- _PASSAGE GIVEN_
━━━━━━━━
TT: No one disputes that the reach of virtualization is greater than ever before, but in terms of penetration in a single organization, many non-Fortune 500 companies are not yet moving beyond limited server consolidation. Feedback from VMware customers points to the fact that many customers feel they aren’t getting the ROI they expect on many virtualization projects due to the cost, complexity and performance management of their SAN/NAS. Compute power has scaled and now SSDs enable massive IOPS, but this performance is throttled by the network, creating more expensive and complex configurations over time. At Nutanix, we feel it’s time to completely rethink the infrastructure and merge enterprise storage with x86 servers into a single tier for a converged, scale-out virtualization appliance.

VSM: What exactly is a converged virtualization appliance? What does the Nutanix solution look like?

TT: We believe that customers who want a simpler way to virtualize are going to challenge the current server and SAN/NAS approaches. The big vendors recognize this and have released prepackaged solutions that simply repurpose existing products without tackling the bigger architectural challenge. If you stop to consider the excess CPU power on existing storage solutions, it’s not much of a stretch to think about the benefit of simply bringing the virtualization host and storage together for better performance. The big challenge, though, is how this type of architecture can scale out. Building a distributed file system that can manage this type of appliance architecture as you grow from a handful of nodes to hundreds or thousands of nodes requires true innovation.
━━━━━━━━
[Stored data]
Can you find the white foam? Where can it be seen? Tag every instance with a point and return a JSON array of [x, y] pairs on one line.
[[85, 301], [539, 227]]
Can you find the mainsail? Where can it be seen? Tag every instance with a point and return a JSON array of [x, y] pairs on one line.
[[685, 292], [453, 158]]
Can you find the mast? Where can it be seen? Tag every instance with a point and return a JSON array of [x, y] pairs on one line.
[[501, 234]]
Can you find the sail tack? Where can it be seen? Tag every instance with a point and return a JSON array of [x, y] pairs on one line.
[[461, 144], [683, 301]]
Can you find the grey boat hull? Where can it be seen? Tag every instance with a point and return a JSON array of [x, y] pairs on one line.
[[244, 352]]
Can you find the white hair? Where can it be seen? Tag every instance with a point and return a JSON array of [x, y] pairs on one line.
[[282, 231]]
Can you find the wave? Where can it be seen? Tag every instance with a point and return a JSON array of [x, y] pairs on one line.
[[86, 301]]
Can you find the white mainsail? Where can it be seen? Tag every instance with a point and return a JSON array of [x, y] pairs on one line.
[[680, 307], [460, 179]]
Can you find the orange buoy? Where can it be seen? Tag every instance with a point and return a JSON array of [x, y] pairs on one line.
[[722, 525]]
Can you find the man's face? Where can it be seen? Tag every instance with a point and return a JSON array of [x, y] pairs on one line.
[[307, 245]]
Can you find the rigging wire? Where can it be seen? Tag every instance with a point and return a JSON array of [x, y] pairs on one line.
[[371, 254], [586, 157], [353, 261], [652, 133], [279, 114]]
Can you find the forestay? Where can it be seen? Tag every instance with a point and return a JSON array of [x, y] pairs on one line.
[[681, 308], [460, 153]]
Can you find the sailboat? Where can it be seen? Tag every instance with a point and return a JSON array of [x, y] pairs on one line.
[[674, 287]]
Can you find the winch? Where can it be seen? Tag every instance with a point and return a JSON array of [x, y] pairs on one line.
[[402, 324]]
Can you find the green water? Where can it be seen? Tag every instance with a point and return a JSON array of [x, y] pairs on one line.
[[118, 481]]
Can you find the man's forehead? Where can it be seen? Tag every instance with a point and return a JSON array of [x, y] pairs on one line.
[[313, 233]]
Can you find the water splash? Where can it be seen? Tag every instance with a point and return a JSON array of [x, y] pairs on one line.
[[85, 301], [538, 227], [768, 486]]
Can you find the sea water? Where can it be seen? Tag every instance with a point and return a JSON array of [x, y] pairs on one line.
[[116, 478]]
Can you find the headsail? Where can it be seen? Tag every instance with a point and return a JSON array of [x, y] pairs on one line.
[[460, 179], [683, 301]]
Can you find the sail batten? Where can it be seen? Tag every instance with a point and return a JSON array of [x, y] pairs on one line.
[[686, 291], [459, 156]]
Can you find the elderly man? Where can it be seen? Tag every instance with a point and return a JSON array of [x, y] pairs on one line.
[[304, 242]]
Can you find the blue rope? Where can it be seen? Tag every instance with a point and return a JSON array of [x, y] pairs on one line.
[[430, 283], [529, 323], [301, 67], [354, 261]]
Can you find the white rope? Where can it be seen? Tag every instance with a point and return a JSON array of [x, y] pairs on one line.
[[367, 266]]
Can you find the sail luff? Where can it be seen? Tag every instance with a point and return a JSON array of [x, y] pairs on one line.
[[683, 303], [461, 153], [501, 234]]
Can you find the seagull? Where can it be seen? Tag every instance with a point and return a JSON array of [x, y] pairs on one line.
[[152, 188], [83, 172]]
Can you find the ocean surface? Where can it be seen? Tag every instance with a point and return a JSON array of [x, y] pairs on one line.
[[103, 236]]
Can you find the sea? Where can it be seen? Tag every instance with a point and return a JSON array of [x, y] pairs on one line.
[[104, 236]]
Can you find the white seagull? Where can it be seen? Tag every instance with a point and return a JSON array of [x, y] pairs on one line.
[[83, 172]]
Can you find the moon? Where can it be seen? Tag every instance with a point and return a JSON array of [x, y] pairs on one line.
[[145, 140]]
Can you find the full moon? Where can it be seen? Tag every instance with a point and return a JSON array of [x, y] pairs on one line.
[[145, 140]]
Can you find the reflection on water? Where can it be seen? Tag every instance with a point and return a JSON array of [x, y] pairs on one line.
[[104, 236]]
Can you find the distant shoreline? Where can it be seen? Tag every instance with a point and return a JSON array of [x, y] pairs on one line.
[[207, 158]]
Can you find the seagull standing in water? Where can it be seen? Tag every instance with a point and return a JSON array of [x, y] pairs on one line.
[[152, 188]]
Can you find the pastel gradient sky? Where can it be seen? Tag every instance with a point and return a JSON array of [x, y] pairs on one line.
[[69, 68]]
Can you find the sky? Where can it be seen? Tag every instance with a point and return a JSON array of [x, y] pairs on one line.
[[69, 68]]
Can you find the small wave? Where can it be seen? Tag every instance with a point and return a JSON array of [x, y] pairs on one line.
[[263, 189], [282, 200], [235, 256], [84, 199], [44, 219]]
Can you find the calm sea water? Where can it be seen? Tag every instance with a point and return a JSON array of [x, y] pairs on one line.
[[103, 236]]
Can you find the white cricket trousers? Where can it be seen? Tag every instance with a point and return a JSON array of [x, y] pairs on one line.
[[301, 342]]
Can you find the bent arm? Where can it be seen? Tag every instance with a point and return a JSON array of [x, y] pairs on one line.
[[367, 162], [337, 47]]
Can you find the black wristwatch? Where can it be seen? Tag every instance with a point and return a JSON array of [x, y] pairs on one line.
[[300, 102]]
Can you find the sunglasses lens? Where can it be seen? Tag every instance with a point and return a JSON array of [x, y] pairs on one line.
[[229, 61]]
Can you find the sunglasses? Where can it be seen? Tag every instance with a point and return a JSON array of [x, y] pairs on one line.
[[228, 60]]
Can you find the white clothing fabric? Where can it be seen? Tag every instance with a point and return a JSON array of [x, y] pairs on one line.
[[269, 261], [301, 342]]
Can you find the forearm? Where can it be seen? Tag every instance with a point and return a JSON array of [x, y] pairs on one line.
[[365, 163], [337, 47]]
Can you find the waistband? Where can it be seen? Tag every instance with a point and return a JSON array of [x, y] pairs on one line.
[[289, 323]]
━━━━━━━━
Copy word for word the part of the virtualization interview starting with "TT: We believe" and going on through "requires true innovation.". The rows are not needed for any of this work.

TT: We believe that customers who want a simpler way to virtualize are going to challenge the current server and SAN/NAS approaches. The big vendors recognize this and have released prepackaged solutions that simply repurpose existing products without tackling the bigger architectural challenge. If you stop to consider the excess CPU power on existing storage solutions, it’s not much of a stretch to think about the benefit of simply bringing the virtualization host and storage together for better performance. The big challenge, though, is how this type of architecture can scale out. Building a distributed file system that can manage this type of appliance architecture as you grow from a handful of nodes to hundreds or thousands of nodes requires true innovation.